## [Directions]
Collect all lines containing the word "Query" from the data.

[Point-per-instance localization data]
--

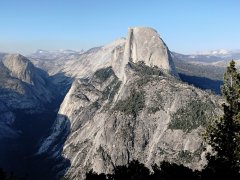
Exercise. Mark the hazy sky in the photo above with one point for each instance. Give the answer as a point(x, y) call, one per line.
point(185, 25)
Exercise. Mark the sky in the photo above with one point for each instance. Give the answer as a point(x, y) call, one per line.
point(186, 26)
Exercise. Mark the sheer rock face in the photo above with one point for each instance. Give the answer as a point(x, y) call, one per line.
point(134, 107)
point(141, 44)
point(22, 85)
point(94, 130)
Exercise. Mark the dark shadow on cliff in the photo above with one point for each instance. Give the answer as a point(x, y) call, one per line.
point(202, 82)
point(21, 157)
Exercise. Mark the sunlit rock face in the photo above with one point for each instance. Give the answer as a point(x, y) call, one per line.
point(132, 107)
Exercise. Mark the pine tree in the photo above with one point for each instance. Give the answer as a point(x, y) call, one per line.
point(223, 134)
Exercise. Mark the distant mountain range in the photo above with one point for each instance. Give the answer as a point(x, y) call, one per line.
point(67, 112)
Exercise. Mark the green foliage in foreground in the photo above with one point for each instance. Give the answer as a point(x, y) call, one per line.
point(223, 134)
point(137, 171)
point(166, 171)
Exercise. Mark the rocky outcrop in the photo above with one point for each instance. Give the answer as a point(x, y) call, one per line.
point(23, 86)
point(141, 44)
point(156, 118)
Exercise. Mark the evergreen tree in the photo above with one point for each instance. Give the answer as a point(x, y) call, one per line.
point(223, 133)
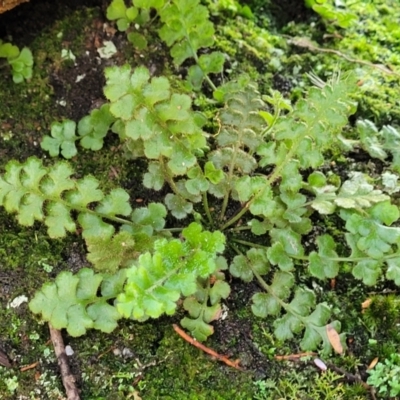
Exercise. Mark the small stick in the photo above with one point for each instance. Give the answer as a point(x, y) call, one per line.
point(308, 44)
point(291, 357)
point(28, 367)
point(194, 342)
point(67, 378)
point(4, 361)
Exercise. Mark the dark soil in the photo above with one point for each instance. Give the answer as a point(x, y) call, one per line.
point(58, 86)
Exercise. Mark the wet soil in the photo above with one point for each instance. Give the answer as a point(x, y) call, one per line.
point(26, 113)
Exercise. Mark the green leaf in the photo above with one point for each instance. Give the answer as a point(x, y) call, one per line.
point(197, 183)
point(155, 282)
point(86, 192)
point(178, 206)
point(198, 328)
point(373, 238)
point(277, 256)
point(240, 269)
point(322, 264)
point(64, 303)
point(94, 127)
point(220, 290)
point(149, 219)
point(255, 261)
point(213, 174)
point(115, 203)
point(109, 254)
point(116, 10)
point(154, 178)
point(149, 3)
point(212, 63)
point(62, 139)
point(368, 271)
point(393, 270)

--

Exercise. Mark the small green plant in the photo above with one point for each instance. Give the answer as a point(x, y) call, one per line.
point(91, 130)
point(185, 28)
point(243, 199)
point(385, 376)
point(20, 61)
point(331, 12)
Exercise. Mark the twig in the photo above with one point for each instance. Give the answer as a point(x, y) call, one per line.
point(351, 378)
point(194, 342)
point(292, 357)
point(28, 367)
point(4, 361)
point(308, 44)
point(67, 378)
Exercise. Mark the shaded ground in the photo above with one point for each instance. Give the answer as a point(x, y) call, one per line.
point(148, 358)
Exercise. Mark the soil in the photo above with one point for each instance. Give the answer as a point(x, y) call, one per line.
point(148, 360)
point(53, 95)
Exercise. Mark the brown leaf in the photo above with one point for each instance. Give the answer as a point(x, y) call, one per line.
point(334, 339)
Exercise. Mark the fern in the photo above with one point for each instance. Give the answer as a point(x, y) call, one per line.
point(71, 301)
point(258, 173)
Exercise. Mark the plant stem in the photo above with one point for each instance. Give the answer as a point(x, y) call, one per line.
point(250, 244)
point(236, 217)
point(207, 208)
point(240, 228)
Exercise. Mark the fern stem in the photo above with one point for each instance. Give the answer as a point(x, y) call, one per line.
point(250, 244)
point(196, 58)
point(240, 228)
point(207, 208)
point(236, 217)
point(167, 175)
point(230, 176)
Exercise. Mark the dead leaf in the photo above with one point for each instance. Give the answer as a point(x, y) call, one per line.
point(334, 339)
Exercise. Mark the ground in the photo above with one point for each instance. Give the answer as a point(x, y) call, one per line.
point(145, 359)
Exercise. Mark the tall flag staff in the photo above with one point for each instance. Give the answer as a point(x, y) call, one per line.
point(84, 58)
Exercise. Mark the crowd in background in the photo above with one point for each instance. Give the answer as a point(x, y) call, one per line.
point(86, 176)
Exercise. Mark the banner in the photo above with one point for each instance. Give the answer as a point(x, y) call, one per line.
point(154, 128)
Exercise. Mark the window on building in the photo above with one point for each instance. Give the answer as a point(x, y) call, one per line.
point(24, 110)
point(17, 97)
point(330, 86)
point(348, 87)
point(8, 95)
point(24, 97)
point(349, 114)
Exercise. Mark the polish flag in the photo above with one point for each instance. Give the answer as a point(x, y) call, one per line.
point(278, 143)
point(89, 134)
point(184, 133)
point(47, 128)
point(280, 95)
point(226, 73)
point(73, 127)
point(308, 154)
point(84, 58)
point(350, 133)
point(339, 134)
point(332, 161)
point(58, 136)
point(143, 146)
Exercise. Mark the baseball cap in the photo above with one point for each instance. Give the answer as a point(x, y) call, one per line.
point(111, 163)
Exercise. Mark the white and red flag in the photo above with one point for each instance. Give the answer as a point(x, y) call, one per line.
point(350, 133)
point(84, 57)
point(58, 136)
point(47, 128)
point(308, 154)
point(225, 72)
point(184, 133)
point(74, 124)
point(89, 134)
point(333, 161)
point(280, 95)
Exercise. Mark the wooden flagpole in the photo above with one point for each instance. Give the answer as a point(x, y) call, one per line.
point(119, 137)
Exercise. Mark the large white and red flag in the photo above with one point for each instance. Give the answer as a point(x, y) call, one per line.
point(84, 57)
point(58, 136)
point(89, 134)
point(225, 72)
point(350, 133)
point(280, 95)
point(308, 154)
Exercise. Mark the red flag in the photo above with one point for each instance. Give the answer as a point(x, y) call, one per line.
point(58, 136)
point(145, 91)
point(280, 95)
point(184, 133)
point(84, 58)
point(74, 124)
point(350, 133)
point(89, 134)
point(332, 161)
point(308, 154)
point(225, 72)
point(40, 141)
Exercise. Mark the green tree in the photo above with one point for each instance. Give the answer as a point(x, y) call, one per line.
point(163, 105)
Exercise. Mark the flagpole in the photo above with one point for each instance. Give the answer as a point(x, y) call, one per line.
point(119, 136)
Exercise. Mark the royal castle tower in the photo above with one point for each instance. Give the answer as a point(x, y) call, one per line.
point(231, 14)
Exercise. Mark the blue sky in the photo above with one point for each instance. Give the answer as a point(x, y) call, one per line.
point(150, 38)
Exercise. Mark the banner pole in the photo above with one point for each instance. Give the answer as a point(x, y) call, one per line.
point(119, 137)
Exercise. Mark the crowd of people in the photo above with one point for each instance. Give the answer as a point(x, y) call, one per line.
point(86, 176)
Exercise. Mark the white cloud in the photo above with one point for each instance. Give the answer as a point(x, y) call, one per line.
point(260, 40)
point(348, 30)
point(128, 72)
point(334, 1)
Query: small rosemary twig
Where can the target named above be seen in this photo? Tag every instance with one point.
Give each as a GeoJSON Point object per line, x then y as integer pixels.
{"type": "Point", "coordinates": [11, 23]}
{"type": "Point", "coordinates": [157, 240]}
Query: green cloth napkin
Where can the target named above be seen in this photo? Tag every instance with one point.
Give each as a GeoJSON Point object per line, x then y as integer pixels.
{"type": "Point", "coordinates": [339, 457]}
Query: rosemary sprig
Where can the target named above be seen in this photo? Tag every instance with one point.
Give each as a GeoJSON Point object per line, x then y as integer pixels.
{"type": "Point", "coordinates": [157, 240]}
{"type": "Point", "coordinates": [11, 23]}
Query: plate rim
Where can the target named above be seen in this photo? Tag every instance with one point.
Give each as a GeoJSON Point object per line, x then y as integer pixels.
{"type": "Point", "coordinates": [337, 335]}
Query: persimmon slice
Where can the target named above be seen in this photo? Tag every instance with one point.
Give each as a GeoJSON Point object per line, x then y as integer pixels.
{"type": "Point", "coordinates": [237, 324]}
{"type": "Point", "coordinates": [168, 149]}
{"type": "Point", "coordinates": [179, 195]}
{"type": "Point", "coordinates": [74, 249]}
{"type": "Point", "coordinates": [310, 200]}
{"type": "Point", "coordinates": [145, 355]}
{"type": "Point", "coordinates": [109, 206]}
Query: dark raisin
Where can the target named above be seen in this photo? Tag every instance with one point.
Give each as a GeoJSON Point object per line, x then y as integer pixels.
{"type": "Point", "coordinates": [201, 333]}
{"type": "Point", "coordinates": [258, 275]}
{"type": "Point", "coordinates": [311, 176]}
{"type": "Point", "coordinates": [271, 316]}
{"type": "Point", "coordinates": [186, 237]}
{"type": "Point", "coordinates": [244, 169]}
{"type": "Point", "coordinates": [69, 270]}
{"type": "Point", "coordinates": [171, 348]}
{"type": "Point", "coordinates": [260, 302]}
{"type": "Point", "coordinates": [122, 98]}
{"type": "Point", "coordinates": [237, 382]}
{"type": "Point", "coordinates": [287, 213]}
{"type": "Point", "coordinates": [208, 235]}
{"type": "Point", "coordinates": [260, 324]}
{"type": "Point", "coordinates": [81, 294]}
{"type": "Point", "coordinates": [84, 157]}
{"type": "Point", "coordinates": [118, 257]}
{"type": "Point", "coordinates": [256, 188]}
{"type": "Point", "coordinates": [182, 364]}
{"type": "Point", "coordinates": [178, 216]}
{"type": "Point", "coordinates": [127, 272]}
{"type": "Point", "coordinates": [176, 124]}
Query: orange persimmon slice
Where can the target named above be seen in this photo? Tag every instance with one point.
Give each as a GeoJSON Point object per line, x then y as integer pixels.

--

## [Answer space]
Query: small rosemary twig
Query: green cloth napkin
Query: rosemary sprig
Query: plate rim
Query: persimmon slice
Query: dark raisin
Query: orange persimmon slice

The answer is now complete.